## Selected passage
There are reports of the lack of correlation between cross-validation methods and the prediction capability of a QSAR/qSAR model (Golbraikh et al. 2002; Kozak et al. 2003; Reunanen 2003; Olsson et al. 2004). Moreover, cross-validation methods have a tendency of underestimating the prediction capability of a QSAR/qSAR model, especially if important molecular features are present in only a minority of the compounds in the training set (Mosier et al. 2002; Hawkins et al. 2004). Thus a model having low cross-validation results can still be quite predictive (Mosier et al. 2002). This lead to some studies which suggests that an independent validation set may provide a more reliable estimate of the prediction capability of a QSAR/qSAR model (Wold et al. 1995; Golbraikh et al. 2002). Despite these disadvantages, cross-validation methods are still useful for assessing QSAR/qSAR models during optimization of parameters of machine learning methods and during descriptor selection.
A validation set should ideally be obtained independently of the training set. However, validation sets are usually constructed by using statistical molecular design because of the limited availability of high-quality activity data. Regardless of the method used to obtain a validation set, a good validation set should be representative of the training set so that it can properly assess the prediction capabilities of the QSAR/qSAR model (Tropsha et al. 2003).
References
- Golbraikh A and Tropsha A (2002). Beware of q2! Journal of Molecular Graphics and Modelling 20(4): 269-276.
- Hawkins DM, Basak SC and Mills D (2004). Assessing model fit by cross-validation. Journal of Chemical Information and Computer Sciences 43(2): 579-586.

## Set exercise 1
Reproduce the passage on validating QSAR/qSAR models from "A validation set should" up to and including "Sciences 43(2): 579-586.".
## Set exercise 2
Carry on the passage about validating QSAR/qSAR models, starting right after its final sentence.

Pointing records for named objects
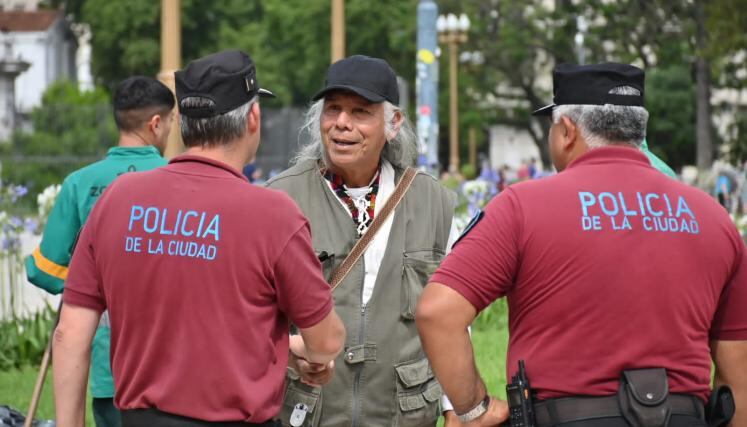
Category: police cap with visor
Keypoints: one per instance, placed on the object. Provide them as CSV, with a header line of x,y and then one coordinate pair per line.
x,y
228,78
371,78
592,84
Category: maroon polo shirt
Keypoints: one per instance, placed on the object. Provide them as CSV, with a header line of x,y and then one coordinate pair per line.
x,y
201,273
609,265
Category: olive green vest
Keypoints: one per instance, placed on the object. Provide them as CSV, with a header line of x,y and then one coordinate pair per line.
x,y
382,377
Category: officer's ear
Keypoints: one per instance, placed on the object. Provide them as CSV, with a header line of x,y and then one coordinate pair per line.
x,y
569,132
396,124
253,119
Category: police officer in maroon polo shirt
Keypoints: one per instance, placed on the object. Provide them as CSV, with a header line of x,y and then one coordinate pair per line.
x,y
622,284
201,273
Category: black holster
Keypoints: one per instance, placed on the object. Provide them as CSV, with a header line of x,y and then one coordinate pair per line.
x,y
721,407
643,397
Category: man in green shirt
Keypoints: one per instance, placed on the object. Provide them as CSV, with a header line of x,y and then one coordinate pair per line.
x,y
657,162
143,113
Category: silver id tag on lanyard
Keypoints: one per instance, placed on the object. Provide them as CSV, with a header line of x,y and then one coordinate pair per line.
x,y
298,414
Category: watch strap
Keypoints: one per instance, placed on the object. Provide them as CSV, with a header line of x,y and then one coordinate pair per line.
x,y
475,412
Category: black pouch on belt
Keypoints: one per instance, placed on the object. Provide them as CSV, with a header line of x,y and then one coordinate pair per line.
x,y
643,397
720,409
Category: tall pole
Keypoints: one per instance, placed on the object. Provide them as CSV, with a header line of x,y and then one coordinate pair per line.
x,y
453,109
426,86
472,139
338,30
171,60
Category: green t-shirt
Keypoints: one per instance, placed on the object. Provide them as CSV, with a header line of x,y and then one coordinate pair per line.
x,y
47,266
657,162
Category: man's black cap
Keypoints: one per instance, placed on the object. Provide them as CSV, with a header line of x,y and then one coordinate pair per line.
x,y
591,84
229,78
371,78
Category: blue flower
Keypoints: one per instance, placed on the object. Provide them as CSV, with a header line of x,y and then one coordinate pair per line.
x,y
20,190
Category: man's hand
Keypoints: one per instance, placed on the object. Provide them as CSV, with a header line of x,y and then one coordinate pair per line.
x,y
496,414
312,374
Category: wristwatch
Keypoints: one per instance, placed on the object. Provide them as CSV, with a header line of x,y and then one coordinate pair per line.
x,y
475,412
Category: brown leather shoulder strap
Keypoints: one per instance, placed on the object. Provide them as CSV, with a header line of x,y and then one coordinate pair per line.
x,y
360,246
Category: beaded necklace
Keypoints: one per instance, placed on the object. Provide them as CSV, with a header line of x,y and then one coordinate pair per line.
x,y
361,206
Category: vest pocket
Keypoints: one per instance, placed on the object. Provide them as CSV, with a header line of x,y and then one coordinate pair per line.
x,y
298,392
327,259
418,394
417,268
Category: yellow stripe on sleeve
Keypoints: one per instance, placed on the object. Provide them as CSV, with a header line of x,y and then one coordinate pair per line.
x,y
49,267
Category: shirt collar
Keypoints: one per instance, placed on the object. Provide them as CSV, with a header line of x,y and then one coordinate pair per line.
x,y
147,150
611,154
187,158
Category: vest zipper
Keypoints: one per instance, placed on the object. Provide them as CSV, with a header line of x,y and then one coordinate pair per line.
x,y
357,380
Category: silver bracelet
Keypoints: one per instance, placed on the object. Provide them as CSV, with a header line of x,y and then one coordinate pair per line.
x,y
475,412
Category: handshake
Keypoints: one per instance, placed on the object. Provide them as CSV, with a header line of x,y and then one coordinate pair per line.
x,y
310,373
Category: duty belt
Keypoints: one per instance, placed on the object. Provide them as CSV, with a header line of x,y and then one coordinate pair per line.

## Result 1
A validation set should ideally be obtained independently of the training set. However, validation sets are usually constructed by using statistical molecular design because of the limited availability of high-quality activity data. Regardless of the method used to obtain a validation set, a good validation set should be representative of the training set so that it can properly assess the prediction capabilities of the QSAR/qSAR model (Tropsha et al. 2003).
References
- Golbraikh A and Tropsha A (2002). Beware of q2! Journal of Molecular Graphics and Modelling 20(4): 269-276.
- Hawkins DM, Basak SC and Mills D (2004). Assessing model fit by cross-validation. Journal of Chemical Information and Computer Sciences 43(2): 579-586.

## Result 2
- Kozak A and Kozak R (2003). Does cross validation provide additional information in the evaluation of regression models? Canadian Journal of Forest Research 33(6): 976-987.
- Mosier PD and Jurs PC (2002). QSAR/QSPR studies using probabilistic neural networks and generalized regression neural networks. Journal of Chemical Information and Computer Sciences 42(6): 1460-1470.
- Olsson I-M, Gottfries J and Wold S (2004). D-optimal onion designs in statistical molecular design. Chemometrics and Intelligent Laboratory Systems 73(1): 37-46.
- Reunanen J (2003). Overfitting in making comparisons between variable selection methods. Journal of Machine Learning Research 3: 1371-1382.
- Tropsha A, Gramatica P and Gombar VK (2003). The importance of being earnest: Validation is the absolute essential for successful application and interpretation of QSPR models. QSAR & Combinatorial Science 22(1): 69-77.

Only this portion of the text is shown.